* What needs to be done: The answer should hold only the lines from the one containing "In this exercise you will annotate the person's arm, setting" through the one containing "In this exercise you will annotate the boy's ear, setting" in the entries below, copied exactly, without pictures.

(Referring expression data)
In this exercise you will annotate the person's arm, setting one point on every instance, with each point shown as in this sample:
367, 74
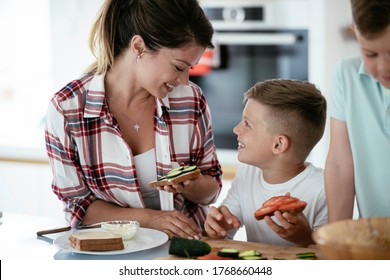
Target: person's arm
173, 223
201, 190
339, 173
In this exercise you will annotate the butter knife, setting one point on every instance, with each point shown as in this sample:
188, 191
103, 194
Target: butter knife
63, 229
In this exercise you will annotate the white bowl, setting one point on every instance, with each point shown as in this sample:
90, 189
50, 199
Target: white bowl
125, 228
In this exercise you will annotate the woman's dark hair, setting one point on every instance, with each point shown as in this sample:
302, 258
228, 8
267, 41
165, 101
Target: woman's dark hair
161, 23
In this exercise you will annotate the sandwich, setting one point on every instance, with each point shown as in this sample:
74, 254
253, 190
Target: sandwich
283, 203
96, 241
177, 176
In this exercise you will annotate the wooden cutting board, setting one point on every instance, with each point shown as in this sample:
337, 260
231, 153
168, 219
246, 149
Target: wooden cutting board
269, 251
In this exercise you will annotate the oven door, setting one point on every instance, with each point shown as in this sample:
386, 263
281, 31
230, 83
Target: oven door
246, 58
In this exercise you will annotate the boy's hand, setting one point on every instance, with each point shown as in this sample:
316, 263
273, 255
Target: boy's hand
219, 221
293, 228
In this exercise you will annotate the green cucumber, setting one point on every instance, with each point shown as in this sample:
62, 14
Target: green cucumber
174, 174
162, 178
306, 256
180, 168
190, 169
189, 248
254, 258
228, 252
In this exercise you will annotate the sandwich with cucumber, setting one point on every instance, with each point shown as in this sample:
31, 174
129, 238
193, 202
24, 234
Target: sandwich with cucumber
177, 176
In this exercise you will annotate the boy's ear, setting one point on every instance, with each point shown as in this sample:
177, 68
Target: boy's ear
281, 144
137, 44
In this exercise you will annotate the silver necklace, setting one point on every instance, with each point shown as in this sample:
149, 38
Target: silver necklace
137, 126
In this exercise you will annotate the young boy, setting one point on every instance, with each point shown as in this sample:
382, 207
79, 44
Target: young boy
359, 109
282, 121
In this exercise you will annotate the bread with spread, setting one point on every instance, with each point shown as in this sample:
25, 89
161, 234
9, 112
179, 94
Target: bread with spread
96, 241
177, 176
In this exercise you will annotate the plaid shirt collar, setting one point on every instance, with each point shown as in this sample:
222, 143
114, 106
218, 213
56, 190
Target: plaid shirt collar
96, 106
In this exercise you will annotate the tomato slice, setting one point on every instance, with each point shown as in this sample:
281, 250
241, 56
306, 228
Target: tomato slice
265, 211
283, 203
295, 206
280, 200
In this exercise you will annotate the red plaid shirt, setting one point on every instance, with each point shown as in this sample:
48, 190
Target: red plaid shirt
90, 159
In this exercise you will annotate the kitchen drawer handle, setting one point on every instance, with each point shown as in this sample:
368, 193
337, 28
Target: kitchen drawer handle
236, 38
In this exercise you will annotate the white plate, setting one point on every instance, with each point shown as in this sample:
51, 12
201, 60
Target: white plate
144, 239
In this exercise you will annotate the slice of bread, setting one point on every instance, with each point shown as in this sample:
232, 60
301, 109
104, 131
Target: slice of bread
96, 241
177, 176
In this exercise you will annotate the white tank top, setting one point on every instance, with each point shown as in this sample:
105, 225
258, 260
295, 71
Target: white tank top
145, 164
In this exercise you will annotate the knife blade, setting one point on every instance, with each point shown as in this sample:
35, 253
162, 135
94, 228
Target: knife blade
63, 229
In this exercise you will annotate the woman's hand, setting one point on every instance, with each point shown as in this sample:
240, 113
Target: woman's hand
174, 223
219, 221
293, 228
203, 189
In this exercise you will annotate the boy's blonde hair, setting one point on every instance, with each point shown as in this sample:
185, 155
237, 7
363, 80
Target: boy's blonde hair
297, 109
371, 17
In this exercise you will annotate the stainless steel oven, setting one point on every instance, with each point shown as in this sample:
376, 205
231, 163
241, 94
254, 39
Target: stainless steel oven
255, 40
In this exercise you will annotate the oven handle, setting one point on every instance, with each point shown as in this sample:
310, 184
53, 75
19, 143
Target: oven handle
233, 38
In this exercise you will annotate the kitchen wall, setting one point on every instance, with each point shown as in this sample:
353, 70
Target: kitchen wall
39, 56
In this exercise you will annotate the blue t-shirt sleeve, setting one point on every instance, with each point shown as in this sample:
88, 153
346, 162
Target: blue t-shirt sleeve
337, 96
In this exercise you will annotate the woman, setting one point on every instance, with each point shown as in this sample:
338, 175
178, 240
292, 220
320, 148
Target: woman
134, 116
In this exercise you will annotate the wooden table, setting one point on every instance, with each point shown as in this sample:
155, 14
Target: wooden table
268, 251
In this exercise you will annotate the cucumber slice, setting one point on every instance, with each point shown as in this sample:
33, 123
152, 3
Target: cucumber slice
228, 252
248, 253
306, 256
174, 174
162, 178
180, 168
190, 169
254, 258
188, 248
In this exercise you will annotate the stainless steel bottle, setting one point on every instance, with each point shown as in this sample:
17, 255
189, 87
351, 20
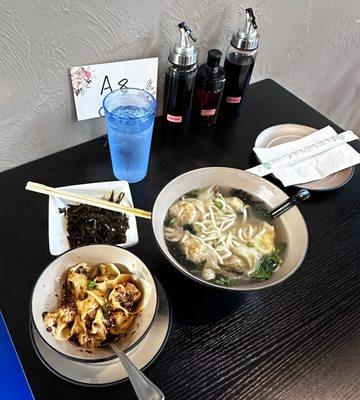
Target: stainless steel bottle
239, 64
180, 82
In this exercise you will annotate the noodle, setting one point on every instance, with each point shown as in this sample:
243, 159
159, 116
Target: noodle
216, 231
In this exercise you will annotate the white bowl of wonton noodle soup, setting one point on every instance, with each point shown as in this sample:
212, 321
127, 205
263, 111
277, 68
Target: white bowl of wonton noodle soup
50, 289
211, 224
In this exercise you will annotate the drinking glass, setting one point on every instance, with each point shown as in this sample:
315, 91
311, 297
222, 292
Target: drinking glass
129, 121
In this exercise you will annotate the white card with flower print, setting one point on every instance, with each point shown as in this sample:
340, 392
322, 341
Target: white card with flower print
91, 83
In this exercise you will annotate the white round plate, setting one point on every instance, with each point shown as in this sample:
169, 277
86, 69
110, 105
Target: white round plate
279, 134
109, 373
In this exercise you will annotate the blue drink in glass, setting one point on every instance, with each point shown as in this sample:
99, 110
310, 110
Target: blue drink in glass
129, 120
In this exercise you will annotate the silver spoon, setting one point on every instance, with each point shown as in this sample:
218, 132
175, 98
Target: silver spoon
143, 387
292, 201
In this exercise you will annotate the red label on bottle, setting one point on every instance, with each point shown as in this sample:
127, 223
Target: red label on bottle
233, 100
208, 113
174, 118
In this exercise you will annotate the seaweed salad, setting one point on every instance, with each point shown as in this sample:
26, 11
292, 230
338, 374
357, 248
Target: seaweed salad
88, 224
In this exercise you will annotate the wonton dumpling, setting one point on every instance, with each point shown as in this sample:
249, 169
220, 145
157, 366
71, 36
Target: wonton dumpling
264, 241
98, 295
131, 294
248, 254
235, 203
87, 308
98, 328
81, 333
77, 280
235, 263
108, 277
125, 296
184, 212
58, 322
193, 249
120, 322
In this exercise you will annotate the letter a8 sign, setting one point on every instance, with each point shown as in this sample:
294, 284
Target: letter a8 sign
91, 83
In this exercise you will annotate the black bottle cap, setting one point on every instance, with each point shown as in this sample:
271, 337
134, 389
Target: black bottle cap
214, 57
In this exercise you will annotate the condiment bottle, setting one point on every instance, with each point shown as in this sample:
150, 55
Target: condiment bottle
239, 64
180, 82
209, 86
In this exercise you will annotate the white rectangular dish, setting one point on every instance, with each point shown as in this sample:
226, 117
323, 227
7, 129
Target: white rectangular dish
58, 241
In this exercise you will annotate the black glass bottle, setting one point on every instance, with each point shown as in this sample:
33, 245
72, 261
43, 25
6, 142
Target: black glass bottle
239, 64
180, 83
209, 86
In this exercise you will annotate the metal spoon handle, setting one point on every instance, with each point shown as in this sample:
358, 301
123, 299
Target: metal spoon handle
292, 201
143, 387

...

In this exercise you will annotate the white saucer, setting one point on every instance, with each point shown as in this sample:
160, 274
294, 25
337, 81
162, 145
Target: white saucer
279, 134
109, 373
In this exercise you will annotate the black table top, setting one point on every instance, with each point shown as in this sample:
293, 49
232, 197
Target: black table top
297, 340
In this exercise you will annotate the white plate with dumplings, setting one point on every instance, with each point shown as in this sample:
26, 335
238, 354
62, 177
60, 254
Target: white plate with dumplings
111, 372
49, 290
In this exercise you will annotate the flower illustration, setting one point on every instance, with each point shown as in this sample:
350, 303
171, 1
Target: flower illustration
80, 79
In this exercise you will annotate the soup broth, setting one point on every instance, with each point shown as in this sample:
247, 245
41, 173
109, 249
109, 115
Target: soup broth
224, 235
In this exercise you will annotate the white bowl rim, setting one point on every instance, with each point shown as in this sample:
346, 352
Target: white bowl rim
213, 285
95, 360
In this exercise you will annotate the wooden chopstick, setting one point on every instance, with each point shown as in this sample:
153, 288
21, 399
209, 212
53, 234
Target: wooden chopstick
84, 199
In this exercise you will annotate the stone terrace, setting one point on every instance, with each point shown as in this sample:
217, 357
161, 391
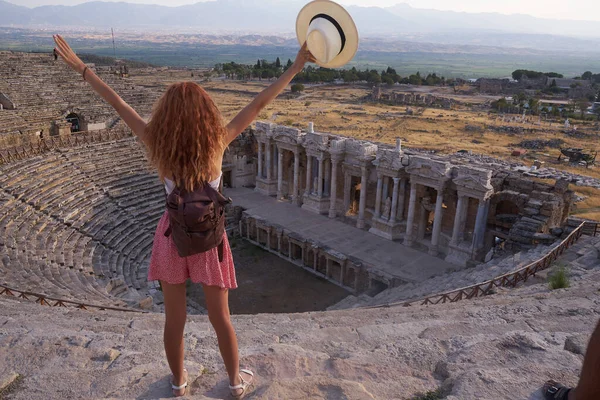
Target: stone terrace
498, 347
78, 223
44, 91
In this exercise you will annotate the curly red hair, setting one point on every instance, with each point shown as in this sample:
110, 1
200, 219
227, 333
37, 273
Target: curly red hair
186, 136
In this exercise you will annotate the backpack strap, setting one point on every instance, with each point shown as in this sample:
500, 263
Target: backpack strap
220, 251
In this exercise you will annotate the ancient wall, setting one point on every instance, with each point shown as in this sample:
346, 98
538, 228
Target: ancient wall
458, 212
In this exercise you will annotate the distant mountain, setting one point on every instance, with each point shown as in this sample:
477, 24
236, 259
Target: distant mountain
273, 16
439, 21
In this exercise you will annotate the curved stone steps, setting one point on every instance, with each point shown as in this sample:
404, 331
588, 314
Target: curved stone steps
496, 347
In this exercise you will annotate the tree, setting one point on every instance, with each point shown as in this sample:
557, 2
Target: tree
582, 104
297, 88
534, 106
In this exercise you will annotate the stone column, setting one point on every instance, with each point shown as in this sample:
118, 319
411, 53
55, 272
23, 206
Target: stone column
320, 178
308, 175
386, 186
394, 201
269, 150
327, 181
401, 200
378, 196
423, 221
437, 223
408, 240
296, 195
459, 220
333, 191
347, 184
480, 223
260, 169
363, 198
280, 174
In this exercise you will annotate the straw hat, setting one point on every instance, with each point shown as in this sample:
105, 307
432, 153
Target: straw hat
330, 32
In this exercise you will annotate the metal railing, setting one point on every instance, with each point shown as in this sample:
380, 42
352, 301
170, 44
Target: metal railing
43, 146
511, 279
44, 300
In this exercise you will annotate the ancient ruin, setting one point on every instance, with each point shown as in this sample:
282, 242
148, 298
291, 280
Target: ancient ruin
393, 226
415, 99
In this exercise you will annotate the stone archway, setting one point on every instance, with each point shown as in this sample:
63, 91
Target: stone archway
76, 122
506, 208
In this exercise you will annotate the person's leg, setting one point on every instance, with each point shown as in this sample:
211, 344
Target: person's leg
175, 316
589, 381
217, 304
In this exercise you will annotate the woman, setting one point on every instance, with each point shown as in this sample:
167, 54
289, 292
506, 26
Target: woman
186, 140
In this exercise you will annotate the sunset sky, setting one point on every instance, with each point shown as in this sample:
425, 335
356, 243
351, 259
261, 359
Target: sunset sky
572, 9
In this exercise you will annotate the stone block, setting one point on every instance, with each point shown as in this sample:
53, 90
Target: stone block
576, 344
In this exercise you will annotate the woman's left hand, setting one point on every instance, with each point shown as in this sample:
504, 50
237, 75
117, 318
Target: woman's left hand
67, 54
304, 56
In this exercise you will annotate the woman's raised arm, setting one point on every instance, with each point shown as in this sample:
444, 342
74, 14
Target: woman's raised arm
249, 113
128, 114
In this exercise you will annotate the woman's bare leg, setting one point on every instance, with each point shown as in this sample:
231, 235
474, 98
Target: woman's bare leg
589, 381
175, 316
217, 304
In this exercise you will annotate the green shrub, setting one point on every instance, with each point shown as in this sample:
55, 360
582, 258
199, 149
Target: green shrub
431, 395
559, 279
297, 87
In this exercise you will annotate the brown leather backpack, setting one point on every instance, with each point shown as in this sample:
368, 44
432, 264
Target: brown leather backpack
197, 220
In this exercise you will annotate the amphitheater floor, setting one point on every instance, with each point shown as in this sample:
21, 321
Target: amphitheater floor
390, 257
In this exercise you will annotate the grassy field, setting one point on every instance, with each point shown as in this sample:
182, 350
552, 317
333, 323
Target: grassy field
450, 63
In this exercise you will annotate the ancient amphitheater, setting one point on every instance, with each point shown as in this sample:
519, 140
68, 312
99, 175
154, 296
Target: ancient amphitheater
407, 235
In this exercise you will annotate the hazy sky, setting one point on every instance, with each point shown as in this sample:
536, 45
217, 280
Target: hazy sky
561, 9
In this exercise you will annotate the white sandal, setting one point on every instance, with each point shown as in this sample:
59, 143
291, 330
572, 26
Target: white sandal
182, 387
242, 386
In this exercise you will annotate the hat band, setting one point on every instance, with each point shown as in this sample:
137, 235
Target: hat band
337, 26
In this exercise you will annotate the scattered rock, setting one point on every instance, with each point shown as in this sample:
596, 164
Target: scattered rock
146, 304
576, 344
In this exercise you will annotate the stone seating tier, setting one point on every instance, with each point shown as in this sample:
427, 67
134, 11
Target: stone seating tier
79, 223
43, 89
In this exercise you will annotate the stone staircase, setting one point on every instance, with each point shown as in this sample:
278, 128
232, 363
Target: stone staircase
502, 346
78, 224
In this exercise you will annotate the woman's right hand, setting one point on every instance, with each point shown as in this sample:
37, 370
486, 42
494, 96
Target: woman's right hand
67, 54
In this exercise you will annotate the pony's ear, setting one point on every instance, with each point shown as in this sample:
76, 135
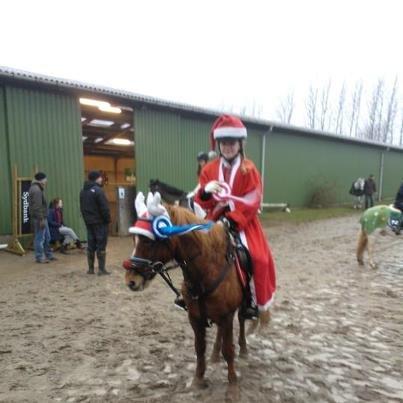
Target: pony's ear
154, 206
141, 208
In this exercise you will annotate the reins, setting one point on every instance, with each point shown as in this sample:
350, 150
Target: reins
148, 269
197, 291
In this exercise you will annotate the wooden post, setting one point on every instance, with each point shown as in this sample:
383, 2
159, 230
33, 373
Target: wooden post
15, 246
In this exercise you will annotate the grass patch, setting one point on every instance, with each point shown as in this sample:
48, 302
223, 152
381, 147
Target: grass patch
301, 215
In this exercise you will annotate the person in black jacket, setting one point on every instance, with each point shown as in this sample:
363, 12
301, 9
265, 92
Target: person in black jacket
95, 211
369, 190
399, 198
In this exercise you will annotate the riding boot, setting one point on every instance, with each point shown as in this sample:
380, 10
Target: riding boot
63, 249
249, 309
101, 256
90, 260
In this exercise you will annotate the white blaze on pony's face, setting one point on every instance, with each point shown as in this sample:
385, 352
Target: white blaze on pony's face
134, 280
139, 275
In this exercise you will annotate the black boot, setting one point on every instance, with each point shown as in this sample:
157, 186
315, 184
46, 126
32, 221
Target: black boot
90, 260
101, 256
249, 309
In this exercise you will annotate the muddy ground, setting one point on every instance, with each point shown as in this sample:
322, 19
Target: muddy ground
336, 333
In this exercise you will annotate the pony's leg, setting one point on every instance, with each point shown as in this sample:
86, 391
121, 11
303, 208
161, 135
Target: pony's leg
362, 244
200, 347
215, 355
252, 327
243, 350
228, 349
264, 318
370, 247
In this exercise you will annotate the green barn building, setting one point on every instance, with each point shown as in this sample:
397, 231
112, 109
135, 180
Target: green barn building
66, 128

* Task answer:
In this exercise you will annotate the person's arm, setting one point on every instance, with each point shown as in this sample:
367, 74
Target: person's arm
173, 223
201, 190
339, 173
In this exercise you will annotate the butter knife, setting one point on every instance, with each point shown as in this sample:
188, 191
103, 194
Target: butter knife
63, 229
In this exercise you will annotate the white bowl, setting one point on every instance, with each point shown as in this sample:
90, 189
50, 199
Target: white bowl
125, 228
In this exercise you will annotate the woman's dark hair, setting one point on every instance, with each point shown as in this sample:
302, 258
228, 8
267, 41
165, 101
Target: woman's dark hair
161, 23
In this exercise you will annotate the sandwich, setting one point on every instance, with each point shown as in this sample:
74, 254
253, 190
Target: sandwich
283, 203
96, 241
177, 176
In this exercise you will annotate the wooden cutting board, setting one point on every instance, with each point shown as in this sample:
337, 260
231, 153
168, 219
246, 149
Target: wooden cutting board
269, 251
In this exercise you will annotate the oven door, setting one point on every instance, with each point shown as in this sample:
386, 263
281, 31
230, 83
Target: oven door
246, 58
In this exercise you will annotate the boy's hand, setting one point on every instance, with each point shown as in this sample:
316, 263
273, 255
Target: boy's hand
219, 221
293, 228
In this exercise you will annotate the green cucumber, setting one point on every instance, with each point shown as in this sample:
62, 14
Target: green cucumber
174, 174
162, 178
306, 256
180, 168
190, 169
189, 248
254, 258
228, 252
In this exercise you will annotate the sandwich with cucumber, setting one point on every instance, with each point shown as in this sample:
31, 174
129, 238
193, 202
24, 234
Target: sandwich with cucumber
177, 176
In this exercise you will annotate the boy's ear, setting one point on every instance, with each point shown as in this sample:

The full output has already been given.